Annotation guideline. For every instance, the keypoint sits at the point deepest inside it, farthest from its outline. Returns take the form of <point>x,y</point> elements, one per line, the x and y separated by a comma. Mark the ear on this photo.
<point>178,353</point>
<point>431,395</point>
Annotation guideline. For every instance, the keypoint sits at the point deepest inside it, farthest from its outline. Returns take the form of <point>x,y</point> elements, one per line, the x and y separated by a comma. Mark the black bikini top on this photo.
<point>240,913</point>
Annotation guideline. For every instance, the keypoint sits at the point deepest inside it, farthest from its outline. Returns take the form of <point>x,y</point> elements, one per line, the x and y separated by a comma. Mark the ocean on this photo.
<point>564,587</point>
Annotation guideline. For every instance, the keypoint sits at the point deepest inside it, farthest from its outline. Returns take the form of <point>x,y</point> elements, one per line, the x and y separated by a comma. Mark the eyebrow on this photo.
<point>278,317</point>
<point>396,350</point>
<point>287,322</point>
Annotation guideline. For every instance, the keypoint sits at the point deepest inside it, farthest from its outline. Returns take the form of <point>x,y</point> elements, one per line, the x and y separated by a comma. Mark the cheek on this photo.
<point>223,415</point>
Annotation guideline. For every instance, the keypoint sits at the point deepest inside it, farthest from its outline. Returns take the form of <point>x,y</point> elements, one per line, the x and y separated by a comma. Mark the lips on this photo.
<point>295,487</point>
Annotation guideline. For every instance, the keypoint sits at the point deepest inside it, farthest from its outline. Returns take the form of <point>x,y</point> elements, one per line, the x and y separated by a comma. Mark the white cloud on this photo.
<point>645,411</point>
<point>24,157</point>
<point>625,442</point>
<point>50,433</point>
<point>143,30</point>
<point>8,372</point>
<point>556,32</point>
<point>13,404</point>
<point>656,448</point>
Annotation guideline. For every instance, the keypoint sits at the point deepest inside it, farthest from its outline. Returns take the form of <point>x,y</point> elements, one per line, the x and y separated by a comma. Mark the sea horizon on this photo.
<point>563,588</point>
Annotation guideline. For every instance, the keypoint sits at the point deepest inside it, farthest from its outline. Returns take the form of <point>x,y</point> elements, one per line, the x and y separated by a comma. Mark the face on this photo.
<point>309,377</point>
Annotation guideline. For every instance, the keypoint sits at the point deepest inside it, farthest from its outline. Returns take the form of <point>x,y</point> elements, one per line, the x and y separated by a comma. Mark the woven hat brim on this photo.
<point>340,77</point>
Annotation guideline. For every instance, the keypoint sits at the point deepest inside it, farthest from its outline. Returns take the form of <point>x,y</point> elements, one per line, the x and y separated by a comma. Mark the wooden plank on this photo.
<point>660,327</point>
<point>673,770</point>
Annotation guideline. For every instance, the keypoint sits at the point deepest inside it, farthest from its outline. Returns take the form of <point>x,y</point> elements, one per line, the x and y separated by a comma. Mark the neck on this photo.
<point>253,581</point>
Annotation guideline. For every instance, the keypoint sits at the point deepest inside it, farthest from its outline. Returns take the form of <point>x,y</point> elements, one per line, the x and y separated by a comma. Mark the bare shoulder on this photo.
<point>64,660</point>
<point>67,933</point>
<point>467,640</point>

################

DO THIS => Lay out the lines from the very first one through the line containing "<point>431,395</point>" as a Markdown table with two columns, Row and Line, leaving out any blank lines.

FULL SOLUTION =>
| Row | Line |
|---|---|
| 1 | Annotation guideline. For every instance, the keypoint sits at the point deepest inside it, farthest from its outline. Returns take the form of <point>x,y</point> elements, one per line, the x and y separated by a comma. Mark the ear on this photo. |
| 2 | <point>178,353</point> |
| 3 | <point>431,395</point> |